# Your instructions
Retype the listing that follows, exactly as written.

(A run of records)
Begin
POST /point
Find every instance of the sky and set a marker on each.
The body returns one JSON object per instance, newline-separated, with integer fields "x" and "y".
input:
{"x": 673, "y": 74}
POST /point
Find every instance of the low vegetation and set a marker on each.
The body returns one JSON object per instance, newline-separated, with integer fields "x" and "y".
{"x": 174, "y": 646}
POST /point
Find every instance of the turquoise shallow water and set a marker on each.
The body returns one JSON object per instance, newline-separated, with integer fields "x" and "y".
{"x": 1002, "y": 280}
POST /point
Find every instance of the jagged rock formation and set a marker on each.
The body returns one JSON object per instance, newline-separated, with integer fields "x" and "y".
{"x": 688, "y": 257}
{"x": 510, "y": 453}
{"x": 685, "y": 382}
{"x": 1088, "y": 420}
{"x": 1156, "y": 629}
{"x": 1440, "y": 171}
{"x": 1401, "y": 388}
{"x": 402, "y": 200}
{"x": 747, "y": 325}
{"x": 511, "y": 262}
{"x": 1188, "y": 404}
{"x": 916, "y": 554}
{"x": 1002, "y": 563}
End
# Full solution
POST /point
Find every instance of the sky and set a marker on each.
The body returns one JSON object per instance, newline-separated, with integer fields "x" and "y".
input:
{"x": 673, "y": 74}
POST /point
Find every instance of the low vegetation and set a marker on each.
The body returns one JSON object per instance, newline-separated, with integer fields "x" and "y".
{"x": 174, "y": 646}
POST /point
Find every instance of the turquoise shallow water and set a marker on each.
The body returns one JSON object per instance, newline-separated, with integer fields "x" and "y".
{"x": 1002, "y": 280}
POST /point
Find every instance of the jagged rock formation and set a marker on each.
The body returns one JSON object per instance, newline-separated, with integer fields "x" and "y".
{"x": 688, "y": 257}
{"x": 510, "y": 453}
{"x": 685, "y": 382}
{"x": 1088, "y": 420}
{"x": 1156, "y": 629}
{"x": 1440, "y": 171}
{"x": 1401, "y": 388}
{"x": 402, "y": 200}
{"x": 747, "y": 325}
{"x": 511, "y": 262}
{"x": 1188, "y": 404}
{"x": 916, "y": 554}
{"x": 1002, "y": 563}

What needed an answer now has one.